→ **Extract to read**
++++
# How many bikes do you have?



## Zephyr (Jun 3, 2011)

I'm curious on how many bikes do you have?
I'll start
I have about 20 in my "vintage collection" which are mainly cruisers from the 60's.
My overall amount is between 70 and 100. I haven't count them in a while.
This picture will give you an idea.


----------



## OldRider (Jun 4, 2011)

My shed holds 4 bikes so I limit myself to that amount, only one vintage ride though. If I let myself go I'd be a compulsive hoarder but my shed keeps me in check


----------



## MartyW (Jun 4, 2011)

Mine is always flucuating as I buy and sell but it seems to stay around thirty or so.
Now my NOS parts and lights have taken on a life of their own.


----------



## cyclingday (Jun 4, 2011)

Twelve.

When I started riding with the Cyclone Coasters, I thought it would add interest to the rides if I could bring out a different bike for each month of the year.

Twelve bikes it turns out, is about eight bikes too many.

Now I am paying rent on a storage unit, which totally goes against my grain.


----------



## kendemned (Jun 4, 2011)

5 bikes 
two 1950s Panthers
one Firestone super cruiser
one 1933 Motorbike
one Hawthorne frankenbike


----------



## chucksoldbikes (Jun 4, 2011)

i have  a   bout  a   1000 or more  
     u can see  the  baen on chucks  bikes its  full to the top
i need to get in ther again  and   put about  50 more n  the      gallery
  and all my   bikes   are     for sale    just about all of them  a   few i got   not   for  sale


----------



## Zephyr (Jun 4, 2011)
++++
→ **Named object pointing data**
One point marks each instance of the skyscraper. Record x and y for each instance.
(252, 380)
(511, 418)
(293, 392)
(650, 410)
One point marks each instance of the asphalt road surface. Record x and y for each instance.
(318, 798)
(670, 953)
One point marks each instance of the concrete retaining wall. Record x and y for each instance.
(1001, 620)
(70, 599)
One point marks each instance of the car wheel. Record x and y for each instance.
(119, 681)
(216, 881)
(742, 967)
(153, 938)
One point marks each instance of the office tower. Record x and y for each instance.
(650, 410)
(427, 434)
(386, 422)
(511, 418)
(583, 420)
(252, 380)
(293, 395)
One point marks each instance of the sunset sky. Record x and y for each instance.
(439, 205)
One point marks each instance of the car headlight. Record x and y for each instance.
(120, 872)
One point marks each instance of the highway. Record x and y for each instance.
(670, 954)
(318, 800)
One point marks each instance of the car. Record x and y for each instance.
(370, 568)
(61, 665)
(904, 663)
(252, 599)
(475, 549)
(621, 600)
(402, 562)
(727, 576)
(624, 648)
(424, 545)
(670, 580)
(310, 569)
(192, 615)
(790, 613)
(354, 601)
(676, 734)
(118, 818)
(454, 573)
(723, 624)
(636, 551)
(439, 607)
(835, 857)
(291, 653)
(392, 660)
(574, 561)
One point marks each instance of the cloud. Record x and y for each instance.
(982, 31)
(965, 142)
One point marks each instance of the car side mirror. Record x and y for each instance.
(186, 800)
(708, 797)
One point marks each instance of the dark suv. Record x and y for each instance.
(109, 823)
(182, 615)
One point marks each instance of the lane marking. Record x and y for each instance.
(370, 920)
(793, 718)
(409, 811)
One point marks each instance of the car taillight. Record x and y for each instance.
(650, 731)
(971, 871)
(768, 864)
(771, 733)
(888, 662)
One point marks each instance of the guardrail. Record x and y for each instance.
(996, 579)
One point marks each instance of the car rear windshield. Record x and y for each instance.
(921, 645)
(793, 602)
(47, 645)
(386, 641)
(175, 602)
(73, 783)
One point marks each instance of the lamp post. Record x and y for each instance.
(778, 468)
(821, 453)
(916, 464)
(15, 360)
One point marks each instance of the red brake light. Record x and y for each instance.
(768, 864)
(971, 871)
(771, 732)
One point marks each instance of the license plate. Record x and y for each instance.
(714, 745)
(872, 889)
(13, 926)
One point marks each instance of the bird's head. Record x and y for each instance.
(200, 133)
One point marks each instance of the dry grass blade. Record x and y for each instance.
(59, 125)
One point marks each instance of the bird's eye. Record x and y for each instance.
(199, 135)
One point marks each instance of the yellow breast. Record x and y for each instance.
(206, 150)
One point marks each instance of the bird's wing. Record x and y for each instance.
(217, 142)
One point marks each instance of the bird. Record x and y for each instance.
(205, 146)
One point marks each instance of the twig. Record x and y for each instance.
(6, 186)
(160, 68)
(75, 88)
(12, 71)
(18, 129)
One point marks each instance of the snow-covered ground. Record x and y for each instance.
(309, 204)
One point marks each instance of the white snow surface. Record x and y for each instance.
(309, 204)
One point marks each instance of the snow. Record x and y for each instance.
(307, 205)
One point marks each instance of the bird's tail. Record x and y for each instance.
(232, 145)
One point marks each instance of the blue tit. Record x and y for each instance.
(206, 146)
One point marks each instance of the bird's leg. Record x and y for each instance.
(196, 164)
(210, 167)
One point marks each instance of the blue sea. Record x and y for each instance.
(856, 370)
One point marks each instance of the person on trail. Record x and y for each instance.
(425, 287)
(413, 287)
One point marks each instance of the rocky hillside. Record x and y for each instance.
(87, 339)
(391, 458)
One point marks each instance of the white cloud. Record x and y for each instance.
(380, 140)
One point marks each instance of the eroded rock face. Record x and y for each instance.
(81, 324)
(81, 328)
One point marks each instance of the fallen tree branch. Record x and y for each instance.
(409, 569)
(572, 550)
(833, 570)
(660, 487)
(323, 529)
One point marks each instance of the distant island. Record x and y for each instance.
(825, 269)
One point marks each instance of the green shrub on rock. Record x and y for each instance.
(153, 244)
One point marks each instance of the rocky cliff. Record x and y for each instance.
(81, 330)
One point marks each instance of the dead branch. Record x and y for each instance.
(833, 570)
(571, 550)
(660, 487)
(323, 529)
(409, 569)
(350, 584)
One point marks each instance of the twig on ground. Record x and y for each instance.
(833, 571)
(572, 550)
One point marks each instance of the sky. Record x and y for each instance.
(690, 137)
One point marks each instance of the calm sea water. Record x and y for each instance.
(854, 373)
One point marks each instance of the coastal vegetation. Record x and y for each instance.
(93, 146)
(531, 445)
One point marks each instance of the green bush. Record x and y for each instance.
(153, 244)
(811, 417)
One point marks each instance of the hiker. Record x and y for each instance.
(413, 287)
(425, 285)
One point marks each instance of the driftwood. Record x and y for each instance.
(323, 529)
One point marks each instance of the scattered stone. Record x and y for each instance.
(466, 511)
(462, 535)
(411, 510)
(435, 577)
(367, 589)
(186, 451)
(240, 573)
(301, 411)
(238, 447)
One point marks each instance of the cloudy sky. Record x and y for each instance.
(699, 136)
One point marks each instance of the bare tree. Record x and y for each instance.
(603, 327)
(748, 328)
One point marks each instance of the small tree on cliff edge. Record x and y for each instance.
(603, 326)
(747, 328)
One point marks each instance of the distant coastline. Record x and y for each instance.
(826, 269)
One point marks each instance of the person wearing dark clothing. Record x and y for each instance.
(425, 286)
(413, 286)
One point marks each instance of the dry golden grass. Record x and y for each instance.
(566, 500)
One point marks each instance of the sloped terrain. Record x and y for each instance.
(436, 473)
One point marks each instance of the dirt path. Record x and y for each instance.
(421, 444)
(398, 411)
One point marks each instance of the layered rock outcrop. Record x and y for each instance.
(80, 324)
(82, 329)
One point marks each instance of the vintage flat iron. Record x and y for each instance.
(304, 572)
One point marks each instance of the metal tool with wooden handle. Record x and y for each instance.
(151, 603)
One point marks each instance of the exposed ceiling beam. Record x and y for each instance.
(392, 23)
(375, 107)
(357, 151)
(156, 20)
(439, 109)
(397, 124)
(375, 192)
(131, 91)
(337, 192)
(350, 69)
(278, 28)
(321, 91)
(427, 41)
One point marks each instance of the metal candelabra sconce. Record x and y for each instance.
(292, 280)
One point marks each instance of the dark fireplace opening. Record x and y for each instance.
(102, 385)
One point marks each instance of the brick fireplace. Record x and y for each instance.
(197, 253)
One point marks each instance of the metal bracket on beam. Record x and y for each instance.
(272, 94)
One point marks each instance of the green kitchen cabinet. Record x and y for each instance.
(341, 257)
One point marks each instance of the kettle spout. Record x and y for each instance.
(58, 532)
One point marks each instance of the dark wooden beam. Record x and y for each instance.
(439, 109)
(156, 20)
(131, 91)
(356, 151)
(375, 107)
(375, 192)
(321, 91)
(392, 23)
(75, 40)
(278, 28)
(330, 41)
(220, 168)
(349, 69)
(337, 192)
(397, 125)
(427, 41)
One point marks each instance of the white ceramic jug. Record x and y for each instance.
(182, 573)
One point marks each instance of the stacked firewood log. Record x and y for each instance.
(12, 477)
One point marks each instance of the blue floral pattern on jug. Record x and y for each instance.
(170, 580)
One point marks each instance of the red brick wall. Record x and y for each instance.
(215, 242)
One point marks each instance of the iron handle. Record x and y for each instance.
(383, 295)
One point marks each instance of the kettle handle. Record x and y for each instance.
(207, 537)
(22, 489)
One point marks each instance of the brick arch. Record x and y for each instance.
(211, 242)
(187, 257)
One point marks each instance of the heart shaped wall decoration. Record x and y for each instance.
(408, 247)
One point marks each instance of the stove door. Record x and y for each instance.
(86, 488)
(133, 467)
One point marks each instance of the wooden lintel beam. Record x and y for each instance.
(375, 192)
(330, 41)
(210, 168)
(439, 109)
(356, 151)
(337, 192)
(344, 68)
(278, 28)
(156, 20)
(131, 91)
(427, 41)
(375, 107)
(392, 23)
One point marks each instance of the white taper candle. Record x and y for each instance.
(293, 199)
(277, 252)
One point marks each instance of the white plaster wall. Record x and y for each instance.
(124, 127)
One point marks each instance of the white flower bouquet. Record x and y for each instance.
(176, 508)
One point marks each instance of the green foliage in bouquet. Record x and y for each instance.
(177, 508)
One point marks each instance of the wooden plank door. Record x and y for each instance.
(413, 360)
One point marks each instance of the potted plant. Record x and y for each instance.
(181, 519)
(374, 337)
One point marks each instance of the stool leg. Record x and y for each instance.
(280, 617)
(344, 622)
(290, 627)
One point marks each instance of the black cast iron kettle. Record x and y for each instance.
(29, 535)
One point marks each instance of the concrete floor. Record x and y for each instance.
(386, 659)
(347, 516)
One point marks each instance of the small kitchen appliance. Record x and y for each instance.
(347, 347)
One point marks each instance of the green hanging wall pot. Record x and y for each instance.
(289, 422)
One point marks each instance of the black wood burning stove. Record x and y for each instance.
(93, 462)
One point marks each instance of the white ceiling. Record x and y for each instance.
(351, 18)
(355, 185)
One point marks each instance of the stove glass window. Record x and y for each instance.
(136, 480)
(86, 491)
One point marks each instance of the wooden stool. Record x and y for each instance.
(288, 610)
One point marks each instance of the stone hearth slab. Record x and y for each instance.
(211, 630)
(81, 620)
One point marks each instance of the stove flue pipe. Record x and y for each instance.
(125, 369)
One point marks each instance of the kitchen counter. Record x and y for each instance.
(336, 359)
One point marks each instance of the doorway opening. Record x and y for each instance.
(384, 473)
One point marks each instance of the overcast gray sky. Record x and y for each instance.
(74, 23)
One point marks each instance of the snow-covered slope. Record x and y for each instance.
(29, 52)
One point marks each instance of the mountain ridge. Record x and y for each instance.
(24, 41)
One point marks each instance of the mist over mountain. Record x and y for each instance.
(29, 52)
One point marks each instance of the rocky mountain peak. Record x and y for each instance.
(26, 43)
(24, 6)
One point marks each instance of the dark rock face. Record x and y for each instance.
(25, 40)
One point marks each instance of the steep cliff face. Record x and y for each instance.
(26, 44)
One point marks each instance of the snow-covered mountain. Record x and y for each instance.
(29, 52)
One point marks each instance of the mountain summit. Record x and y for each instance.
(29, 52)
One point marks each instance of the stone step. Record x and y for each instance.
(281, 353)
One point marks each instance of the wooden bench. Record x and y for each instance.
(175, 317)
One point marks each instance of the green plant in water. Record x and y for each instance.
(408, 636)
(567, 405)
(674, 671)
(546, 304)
++++
→ **To do**
Copy from the bike-count thread, word for word, the passage starting with "When I started" and going on through "kendemned (Jun 4, 2011)".

→ **Task solution**
When I started riding with the Cyclone Coasters, I thought it would add interest to the rides if I could bring out a different bike for each month of the year.

Twelve bikes it turns out, is about eight bikes too many.

Now I am paying rent on a storage unit, which totally goes against my grain.


----------



## kendemned (Jun 4, 2011)